▸ **PROVIDED TEXT**:
:::

We/some of us could also meet BhoyJim off the train somewhere (Haymarket? Dalmeny?) or whatever is easiest... do you want to name a place & ETA?

Looking forward to meeting a few new faces (to me anyway), Jane (and her new bike!) AMcD and Kfinlay + "old" ones of course . We were thinking of this route or similar (NCN1 most of the way across the Cleish Hills), probably best to meet up in Milnathort?

Sorry to hear you are not allowed out on the bike HonestMan, hope you are better soon!

T


----------



## Jane Smart (6 Nov 2009)

Really looking forward to seeing you all tomorrow, meeting "old and new" friends

I think that is hopefully about seven of us going along now?  fab!!


----------



## Seamab (6 Nov 2009)

I'm not sure yet whether i can make it but i'll be there if i can. That's the beauty of this kind of ride - if you're there then your there - if not, nobody needs waste time hanging about waiting.


----------



## Mange-tout (6 Nov 2009)

Enjoy your day guys and gals...........I'll be with you in spirit (and in person at Vane Farm  - either in the cafe or shop). 

Jane, how about a ride on Monday? I'll bring out my hybrid too as it makes me feel like a kid again - what about the coastal path - I've not been along there for ages?


----------



## JiMBR (6 Nov 2009)

As AMD says...enjoy your day out peeps.

If it wasn't for the fact that I have other things on this weekend, I would be joining you.


----------



## Scoosh (6 Nov 2009)

JiMBR said:


> As AMD says...enjoy your day out peeps.
> 
> If it wasn'tweren't* for the fact that I have other things on this weekend, I would be joining you.


Corrected for you, to assist understanding 

* see sig


----------



## Jane Smart (6 Nov 2009)

AMD said:


> Enjoy your day guys and gals...........I'll be with you in spirit (and in person at Vane Farm  - either in the cafe or shop).
> 
> Jane, how about a ride on Monday? I'll bring out my hybrid too as it makes me feel like a kid again - what about the coastal path - I've not been along there for ages?



Angie, I am doing a spinning class on Monday morning ( 11am ) but if you would like to go out in the afternoon, say around 2pm that is ok with me 

Not sure the hybrid would be suitable though, for some parts of the coastal path, especially through Aberdour to Burntisland, some rough parts there


----------



## Scoosh (6 Nov 2009)

Telemark said:


> reporting back after a couple of days down south for work.
> 
> Yay the forecast looks promising, dry enough for even the biggest jessies , but possibly a wee bit chilly  (for another sort of jessie ).

:::

▸ **PROBLEMS**:
1) Can you shorten the paragraph of the forum thread that begins "Looking forward to meeting a few new faces" into a brief bulleted list that keeps its main facts?
2) Could you edit the stretch of the records from their start through the line containing "808 557 L 733", replacing "white fence" with "wooden fence" and keeping everything else unchanged? Return only those lines.

:::

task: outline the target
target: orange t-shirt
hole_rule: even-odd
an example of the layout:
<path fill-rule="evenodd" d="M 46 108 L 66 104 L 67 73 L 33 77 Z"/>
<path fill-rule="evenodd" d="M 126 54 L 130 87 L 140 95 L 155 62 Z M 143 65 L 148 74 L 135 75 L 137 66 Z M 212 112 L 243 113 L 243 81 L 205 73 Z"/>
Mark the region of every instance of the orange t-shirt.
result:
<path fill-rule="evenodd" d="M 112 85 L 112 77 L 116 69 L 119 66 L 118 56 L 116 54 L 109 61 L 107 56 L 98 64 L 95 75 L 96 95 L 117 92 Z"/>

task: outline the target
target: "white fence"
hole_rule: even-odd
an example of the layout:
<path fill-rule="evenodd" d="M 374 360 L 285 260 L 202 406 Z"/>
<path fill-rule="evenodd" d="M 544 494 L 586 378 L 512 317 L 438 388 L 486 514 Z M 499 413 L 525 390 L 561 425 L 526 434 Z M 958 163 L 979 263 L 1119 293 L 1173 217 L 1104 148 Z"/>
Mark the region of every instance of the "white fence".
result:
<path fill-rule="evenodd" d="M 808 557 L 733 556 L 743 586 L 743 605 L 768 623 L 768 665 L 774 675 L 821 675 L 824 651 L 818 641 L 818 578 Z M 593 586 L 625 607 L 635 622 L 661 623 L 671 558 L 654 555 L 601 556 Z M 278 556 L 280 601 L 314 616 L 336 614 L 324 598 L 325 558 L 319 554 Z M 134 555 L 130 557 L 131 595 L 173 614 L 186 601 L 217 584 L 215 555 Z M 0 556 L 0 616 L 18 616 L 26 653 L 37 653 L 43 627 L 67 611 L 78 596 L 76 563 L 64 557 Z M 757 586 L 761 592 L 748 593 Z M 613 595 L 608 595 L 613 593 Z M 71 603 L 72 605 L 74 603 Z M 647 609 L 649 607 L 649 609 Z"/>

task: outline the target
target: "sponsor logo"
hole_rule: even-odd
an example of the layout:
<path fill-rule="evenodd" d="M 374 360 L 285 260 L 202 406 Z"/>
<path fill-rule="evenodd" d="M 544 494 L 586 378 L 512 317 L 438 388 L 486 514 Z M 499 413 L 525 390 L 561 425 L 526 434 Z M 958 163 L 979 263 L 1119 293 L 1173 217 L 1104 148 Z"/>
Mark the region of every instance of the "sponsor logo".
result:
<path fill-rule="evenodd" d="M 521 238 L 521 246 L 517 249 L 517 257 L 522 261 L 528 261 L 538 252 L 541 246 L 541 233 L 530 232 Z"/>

:::

▸ **WRITTEN RESPONSES**:
1)
- Looking forward to meeting new faces Jane (with her new bike), AMcD and Kfinlay, plus "old" ones.
- Route: this one or similar, following NCN1 most of the way across the Cleish Hills.
- Meeting point: probably best in Milnathort.

2)
task: outline the target
target: orange t-shirt
hole_rule: even-odd
an example of the layout:
<path fill-rule="evenodd" d="M 46 108 L 66 104 L 67 73 L 33 77 Z"/>
<path fill-rule="evenodd" d="M 126 54 L 130 87 L 140 95 L 155 62 Z M 143 65 L 148 74 L 135 75 L 137 66 Z M 212 112 L 243 113 L 243 81 L 205 73 Z"/>
Mark the region of every instance of the orange t-shirt.
result:
<path fill-rule="evenodd" d="M 112 85 L 112 77 L 116 69 L 119 66 L 118 56 L 116 54 L 109 61 L 107 56 L 98 64 L 95 75 L 96 95 L 117 92 Z"/>

task: outline the target
target: "wooden fence"
hole_rule: even-odd
an example of the layout:
<path fill-rule="evenodd" d="M 374 360 L 285 260 L 202 406 Z"/>
<path fill-rule="evenodd" d="M 544 494 L 586 378 L 512 317 L 438 388 L 486 514 Z M 499 413 L 525 390 L 561 425 L 526 434 Z M 958 163 L 979 263 L 1119 293 L 1173 217 L 1104 148 Z"/>
Mark the region of every instance of the "wooden fence".
result:
<path fill-rule="evenodd" d="M 808 557 L 733 556 L 743 586 L 743 605 L 768 623 L 768 665 L 774 675 L 821 675 L 824 651 L 818 641 L 818 578 Z M 593 586 L 625 607 L 635 622 L 661 623 L 671 558 L 654 555 L 601 556 Z M 278 556 L 280 601 L 314 616 L 336 614 L 324 598 L 325 558 L 319 554 Z M 134 555 L 130 557 L 131 595 L 173 614 L 186 601 L 217 584 L 215 555 Z M 0 556 L 0 616 L 18 616 L 26 653 L 37 653 L 43 627 L 67 611 L 78 596 L 76 563 L 64 557 Z M 757 586 L 761 592 L 748 593 Z M 613 595 L 608 595 L 613 593 Z M 71 603 L 72 605 L 74 603 Z M 647 609 L 649 607 L 649 609 Z"/>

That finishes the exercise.